═══ EXERCISE INPUTS

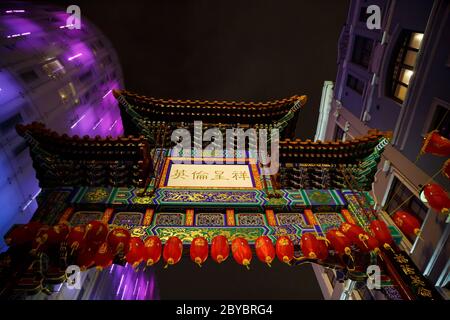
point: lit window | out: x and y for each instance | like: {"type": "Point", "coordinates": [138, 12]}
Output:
{"type": "Point", "coordinates": [403, 63]}
{"type": "Point", "coordinates": [339, 133]}
{"type": "Point", "coordinates": [362, 50]}
{"type": "Point", "coordinates": [440, 121]}
{"type": "Point", "coordinates": [54, 68]}
{"type": "Point", "coordinates": [401, 198]}
{"type": "Point", "coordinates": [355, 84]}
{"type": "Point", "coordinates": [67, 92]}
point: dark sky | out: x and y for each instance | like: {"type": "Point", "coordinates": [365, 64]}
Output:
{"type": "Point", "coordinates": [251, 50]}
{"type": "Point", "coordinates": [227, 50]}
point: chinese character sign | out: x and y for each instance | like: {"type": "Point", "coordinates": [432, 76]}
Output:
{"type": "Point", "coordinates": [205, 176]}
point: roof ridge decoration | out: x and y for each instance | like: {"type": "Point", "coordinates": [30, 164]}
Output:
{"type": "Point", "coordinates": [151, 100]}
{"type": "Point", "coordinates": [61, 160]}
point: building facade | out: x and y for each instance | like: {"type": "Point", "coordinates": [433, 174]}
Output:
{"type": "Point", "coordinates": [396, 79]}
{"type": "Point", "coordinates": [55, 75]}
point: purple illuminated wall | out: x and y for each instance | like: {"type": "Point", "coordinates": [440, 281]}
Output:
{"type": "Point", "coordinates": [32, 36]}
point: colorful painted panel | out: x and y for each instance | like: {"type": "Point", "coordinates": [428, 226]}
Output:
{"type": "Point", "coordinates": [209, 219]}
{"type": "Point", "coordinates": [186, 234]}
{"type": "Point", "coordinates": [196, 197]}
{"type": "Point", "coordinates": [170, 219]}
{"type": "Point", "coordinates": [329, 220]}
{"type": "Point", "coordinates": [250, 219]}
{"type": "Point", "coordinates": [127, 218]}
{"type": "Point", "coordinates": [84, 217]}
{"type": "Point", "coordinates": [291, 218]}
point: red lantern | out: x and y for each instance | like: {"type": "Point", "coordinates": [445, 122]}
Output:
{"type": "Point", "coordinates": [86, 256]}
{"type": "Point", "coordinates": [310, 246]}
{"type": "Point", "coordinates": [446, 169]}
{"type": "Point", "coordinates": [23, 234]}
{"type": "Point", "coordinates": [407, 223]}
{"type": "Point", "coordinates": [382, 233]}
{"type": "Point", "coordinates": [58, 234]}
{"type": "Point", "coordinates": [199, 250]}
{"type": "Point", "coordinates": [265, 250]}
{"type": "Point", "coordinates": [96, 232]}
{"type": "Point", "coordinates": [241, 251]}
{"type": "Point", "coordinates": [75, 238]}
{"type": "Point", "coordinates": [104, 257]}
{"type": "Point", "coordinates": [322, 253]}
{"type": "Point", "coordinates": [136, 251]}
{"type": "Point", "coordinates": [437, 197]}
{"type": "Point", "coordinates": [356, 234]}
{"type": "Point", "coordinates": [436, 144]}
{"type": "Point", "coordinates": [118, 239]}
{"type": "Point", "coordinates": [152, 250]}
{"type": "Point", "coordinates": [339, 242]}
{"type": "Point", "coordinates": [40, 242]}
{"type": "Point", "coordinates": [173, 249]}
{"type": "Point", "coordinates": [285, 249]}
{"type": "Point", "coordinates": [372, 245]}
{"type": "Point", "coordinates": [219, 248]}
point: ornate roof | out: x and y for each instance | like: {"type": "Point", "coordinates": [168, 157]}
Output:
{"type": "Point", "coordinates": [60, 160]}
{"type": "Point", "coordinates": [145, 115]}
{"type": "Point", "coordinates": [331, 165]}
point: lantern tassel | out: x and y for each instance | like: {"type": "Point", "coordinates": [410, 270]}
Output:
{"type": "Point", "coordinates": [327, 242]}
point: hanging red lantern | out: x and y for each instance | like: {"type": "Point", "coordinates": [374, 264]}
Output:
{"type": "Point", "coordinates": [75, 239]}
{"type": "Point", "coordinates": [220, 248]}
{"type": "Point", "coordinates": [173, 249]}
{"type": "Point", "coordinates": [310, 246]}
{"type": "Point", "coordinates": [265, 250]}
{"type": "Point", "coordinates": [241, 251]}
{"type": "Point", "coordinates": [199, 250]}
{"type": "Point", "coordinates": [119, 239]}
{"type": "Point", "coordinates": [446, 169]}
{"type": "Point", "coordinates": [339, 242]}
{"type": "Point", "coordinates": [407, 223]}
{"type": "Point", "coordinates": [135, 252]}
{"type": "Point", "coordinates": [23, 234]}
{"type": "Point", "coordinates": [104, 256]}
{"type": "Point", "coordinates": [57, 234]}
{"type": "Point", "coordinates": [40, 242]}
{"type": "Point", "coordinates": [382, 233]}
{"type": "Point", "coordinates": [285, 249]}
{"type": "Point", "coordinates": [96, 232]}
{"type": "Point", "coordinates": [437, 197]}
{"type": "Point", "coordinates": [436, 144]}
{"type": "Point", "coordinates": [356, 234]}
{"type": "Point", "coordinates": [86, 256]}
{"type": "Point", "coordinates": [152, 250]}
{"type": "Point", "coordinates": [322, 253]}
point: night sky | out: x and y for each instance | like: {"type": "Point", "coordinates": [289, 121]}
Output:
{"type": "Point", "coordinates": [227, 50]}
{"type": "Point", "coordinates": [250, 50]}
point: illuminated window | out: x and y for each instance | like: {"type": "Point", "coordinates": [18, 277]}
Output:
{"type": "Point", "coordinates": [355, 84]}
{"type": "Point", "coordinates": [339, 133]}
{"type": "Point", "coordinates": [67, 92]}
{"type": "Point", "coordinates": [53, 69]}
{"type": "Point", "coordinates": [402, 66]}
{"type": "Point", "coordinates": [29, 76]}
{"type": "Point", "coordinates": [440, 121]}
{"type": "Point", "coordinates": [362, 50]}
{"type": "Point", "coordinates": [400, 195]}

══════

The answer must be an exact copy of the records, with no images in it.

THE ANSWER:
point: lit window | out: x and y for each instance | like: {"type": "Point", "coordinates": [138, 12]}
Output:
{"type": "Point", "coordinates": [403, 63]}
{"type": "Point", "coordinates": [339, 133]}
{"type": "Point", "coordinates": [362, 50]}
{"type": "Point", "coordinates": [440, 121]}
{"type": "Point", "coordinates": [54, 68]}
{"type": "Point", "coordinates": [401, 198]}
{"type": "Point", "coordinates": [355, 84]}
{"type": "Point", "coordinates": [67, 92]}
point: dark sky | out: x and y for each instance | like: {"type": "Point", "coordinates": [365, 64]}
Output:
{"type": "Point", "coordinates": [251, 50]}
{"type": "Point", "coordinates": [227, 50]}
point: chinese character sign | out: x and y for each instance | like: {"type": "Point", "coordinates": [432, 76]}
Output:
{"type": "Point", "coordinates": [205, 176]}
point: roof ridge decoration | out: x and y for each instance | like: {"type": "Point", "coordinates": [30, 164]}
Output:
{"type": "Point", "coordinates": [151, 100]}
{"type": "Point", "coordinates": [61, 160]}
point: building facade | out: x and y for each instance | like: {"type": "Point", "coordinates": [433, 174]}
Output:
{"type": "Point", "coordinates": [396, 79]}
{"type": "Point", "coordinates": [55, 75]}
point: purple illuminated wall | out: x and y for each instance | like: {"type": "Point", "coordinates": [440, 281]}
Output:
{"type": "Point", "coordinates": [32, 36]}
point: colorful painted panel | out: x and y for each instance | like: {"type": "Point", "coordinates": [428, 226]}
Output:
{"type": "Point", "coordinates": [209, 219]}
{"type": "Point", "coordinates": [186, 234]}
{"type": "Point", "coordinates": [196, 197]}
{"type": "Point", "coordinates": [170, 219]}
{"type": "Point", "coordinates": [329, 220]}
{"type": "Point", "coordinates": [250, 219]}
{"type": "Point", "coordinates": [127, 218]}
{"type": "Point", "coordinates": [84, 217]}
{"type": "Point", "coordinates": [291, 218]}
point: red lantern | out: x and y for each instance | like: {"type": "Point", "coordinates": [445, 122]}
Output:
{"type": "Point", "coordinates": [86, 256]}
{"type": "Point", "coordinates": [310, 246]}
{"type": "Point", "coordinates": [446, 169]}
{"type": "Point", "coordinates": [23, 234]}
{"type": "Point", "coordinates": [407, 223]}
{"type": "Point", "coordinates": [382, 233]}
{"type": "Point", "coordinates": [58, 234]}
{"type": "Point", "coordinates": [199, 250]}
{"type": "Point", "coordinates": [265, 250]}
{"type": "Point", "coordinates": [96, 232]}
{"type": "Point", "coordinates": [241, 251]}
{"type": "Point", "coordinates": [75, 238]}
{"type": "Point", "coordinates": [104, 257]}
{"type": "Point", "coordinates": [322, 253]}
{"type": "Point", "coordinates": [136, 251]}
{"type": "Point", "coordinates": [437, 197]}
{"type": "Point", "coordinates": [356, 234]}
{"type": "Point", "coordinates": [436, 144]}
{"type": "Point", "coordinates": [118, 239]}
{"type": "Point", "coordinates": [152, 250]}
{"type": "Point", "coordinates": [339, 242]}
{"type": "Point", "coordinates": [40, 242]}
{"type": "Point", "coordinates": [173, 249]}
{"type": "Point", "coordinates": [285, 249]}
{"type": "Point", "coordinates": [372, 245]}
{"type": "Point", "coordinates": [219, 248]}
point: ornate roof | out: x and y for each instance | like: {"type": "Point", "coordinates": [168, 157]}
Output:
{"type": "Point", "coordinates": [60, 160]}
{"type": "Point", "coordinates": [145, 115]}
{"type": "Point", "coordinates": [331, 165]}
point: lantern tassel | out: x and y for each instance | like: {"type": "Point", "coordinates": [410, 270]}
Output:
{"type": "Point", "coordinates": [327, 242]}
point: hanging red lantern | out: x and y for each instance | like: {"type": "Point", "coordinates": [374, 264]}
Output:
{"type": "Point", "coordinates": [75, 239]}
{"type": "Point", "coordinates": [220, 248]}
{"type": "Point", "coordinates": [173, 249]}
{"type": "Point", "coordinates": [310, 246]}
{"type": "Point", "coordinates": [265, 250]}
{"type": "Point", "coordinates": [241, 251]}
{"type": "Point", "coordinates": [199, 250]}
{"type": "Point", "coordinates": [119, 239]}
{"type": "Point", "coordinates": [446, 169]}
{"type": "Point", "coordinates": [339, 242]}
{"type": "Point", "coordinates": [407, 223]}
{"type": "Point", "coordinates": [135, 252]}
{"type": "Point", "coordinates": [23, 234]}
{"type": "Point", "coordinates": [104, 256]}
{"type": "Point", "coordinates": [57, 234]}
{"type": "Point", "coordinates": [40, 242]}
{"type": "Point", "coordinates": [382, 233]}
{"type": "Point", "coordinates": [285, 249]}
{"type": "Point", "coordinates": [96, 232]}
{"type": "Point", "coordinates": [437, 197]}
{"type": "Point", "coordinates": [436, 144]}
{"type": "Point", "coordinates": [356, 234]}
{"type": "Point", "coordinates": [86, 256]}
{"type": "Point", "coordinates": [152, 250]}
{"type": "Point", "coordinates": [322, 253]}
point: night sky | out: x and y for each instance | like: {"type": "Point", "coordinates": [289, 121]}
Output:
{"type": "Point", "coordinates": [227, 50]}
{"type": "Point", "coordinates": [250, 50]}
point: illuminated window | out: x and y for each instance | like: {"type": "Point", "coordinates": [18, 277]}
Output:
{"type": "Point", "coordinates": [355, 84]}
{"type": "Point", "coordinates": [339, 133]}
{"type": "Point", "coordinates": [67, 92]}
{"type": "Point", "coordinates": [53, 69]}
{"type": "Point", "coordinates": [402, 66]}
{"type": "Point", "coordinates": [29, 76]}
{"type": "Point", "coordinates": [440, 121]}
{"type": "Point", "coordinates": [362, 50]}
{"type": "Point", "coordinates": [400, 195]}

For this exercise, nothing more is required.